Rewrite the lines of the records below as a Markdown table with the columns Row and Line, numbering each row and skipping blank lines. Leave the pictures out of the answer.

** BEGIN RAW RECORDS **

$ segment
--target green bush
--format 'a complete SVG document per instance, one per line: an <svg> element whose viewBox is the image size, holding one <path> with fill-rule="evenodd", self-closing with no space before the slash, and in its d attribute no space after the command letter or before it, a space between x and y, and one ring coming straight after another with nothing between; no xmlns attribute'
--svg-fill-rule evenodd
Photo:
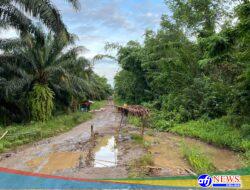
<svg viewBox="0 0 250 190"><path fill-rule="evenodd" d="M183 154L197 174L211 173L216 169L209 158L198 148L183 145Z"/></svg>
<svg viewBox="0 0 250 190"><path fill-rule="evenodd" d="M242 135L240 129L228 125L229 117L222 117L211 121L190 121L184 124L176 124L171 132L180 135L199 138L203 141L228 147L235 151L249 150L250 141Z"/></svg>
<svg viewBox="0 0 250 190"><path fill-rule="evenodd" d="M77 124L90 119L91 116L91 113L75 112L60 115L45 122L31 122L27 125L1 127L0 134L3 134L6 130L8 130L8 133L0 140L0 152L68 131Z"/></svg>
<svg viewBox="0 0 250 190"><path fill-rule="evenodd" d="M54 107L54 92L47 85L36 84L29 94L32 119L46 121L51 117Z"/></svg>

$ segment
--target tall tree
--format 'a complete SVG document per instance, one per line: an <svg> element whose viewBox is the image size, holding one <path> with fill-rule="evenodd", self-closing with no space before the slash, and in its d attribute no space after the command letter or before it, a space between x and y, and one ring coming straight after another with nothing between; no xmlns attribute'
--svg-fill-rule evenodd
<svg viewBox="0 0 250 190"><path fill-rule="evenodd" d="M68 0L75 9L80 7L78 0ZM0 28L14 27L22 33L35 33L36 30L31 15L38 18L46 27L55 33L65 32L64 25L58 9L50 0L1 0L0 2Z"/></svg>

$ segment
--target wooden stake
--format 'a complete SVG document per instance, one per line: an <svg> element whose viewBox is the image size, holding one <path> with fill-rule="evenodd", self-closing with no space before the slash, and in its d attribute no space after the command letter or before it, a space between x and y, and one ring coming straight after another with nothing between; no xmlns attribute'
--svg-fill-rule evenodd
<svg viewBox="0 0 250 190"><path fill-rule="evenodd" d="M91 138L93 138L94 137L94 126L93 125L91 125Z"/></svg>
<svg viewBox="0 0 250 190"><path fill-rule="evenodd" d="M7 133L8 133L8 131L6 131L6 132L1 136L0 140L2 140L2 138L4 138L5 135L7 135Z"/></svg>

** END RAW RECORDS **

ANSWER FOR THE TASK:
| Row | Line |
|---|---|
| 1 | $ segment |
| 2 | --target green bush |
| 3 | --format 'a complete SVG document per instance, one per line: an <svg> element whose viewBox is the image size, holding one <path> with fill-rule="evenodd", self-closing with no space before the slash, and in its d attribute no space after the command letter or before it, a space between x and y, and one ring coming straight after another with nothing between; no xmlns attribute' |
| 4 | --svg-fill-rule evenodd |
| 5 | Photo: |
| 6 | <svg viewBox="0 0 250 190"><path fill-rule="evenodd" d="M183 154L197 174L211 173L216 169L209 158L198 148L183 145Z"/></svg> |
| 7 | <svg viewBox="0 0 250 190"><path fill-rule="evenodd" d="M242 135L240 129L228 125L229 117L222 117L211 121L190 121L184 124L176 124L171 132L180 135L199 138L203 141L228 147L235 151L249 150L250 141Z"/></svg> |
| 8 | <svg viewBox="0 0 250 190"><path fill-rule="evenodd" d="M77 124L90 119L91 116L91 113L75 112L60 115L45 122L31 122L27 125L1 127L0 134L3 134L6 130L8 130L8 133L0 140L0 152L68 131Z"/></svg> |
| 9 | <svg viewBox="0 0 250 190"><path fill-rule="evenodd" d="M54 107L54 92L47 85L36 84L29 94L32 119L46 121L51 117Z"/></svg> |
| 10 | $ segment |
| 11 | --target tall tree |
| 12 | --format 'a complete SVG document per instance, one per line: an <svg> element whose viewBox is the image size, holding one <path> with fill-rule="evenodd", self-closing with no space before the slash, and in its d attribute no space after the command letter or before it, a space between x and y, and one ring coming straight after another with nothing between; no xmlns attribute' |
| 13 | --svg-fill-rule evenodd |
| 14 | <svg viewBox="0 0 250 190"><path fill-rule="evenodd" d="M68 0L75 9L80 7L78 0ZM0 28L14 27L22 33L35 33L36 30L31 15L38 18L46 27L55 33L65 32L64 25L58 9L50 0L1 0L0 2Z"/></svg> |
| 15 | $ segment |
| 16 | --target wooden stake |
| 17 | --format 'a complete SVG document per instance, one per line: an <svg> element whose viewBox is the image size, holding one <path> with fill-rule="evenodd", self-closing with no space before the slash, and in its d attribute no space after the command letter or before it, a space between x and y, and one ring coming straight after another with nothing between; no xmlns attribute' |
| 18 | --svg-fill-rule evenodd |
| 19 | <svg viewBox="0 0 250 190"><path fill-rule="evenodd" d="M91 138L93 138L94 137L94 126L93 125L91 125Z"/></svg> |
| 20 | <svg viewBox="0 0 250 190"><path fill-rule="evenodd" d="M7 133L8 133L8 131L6 131L6 132L1 136L0 140L2 140L2 138L4 138L5 135L7 135Z"/></svg> |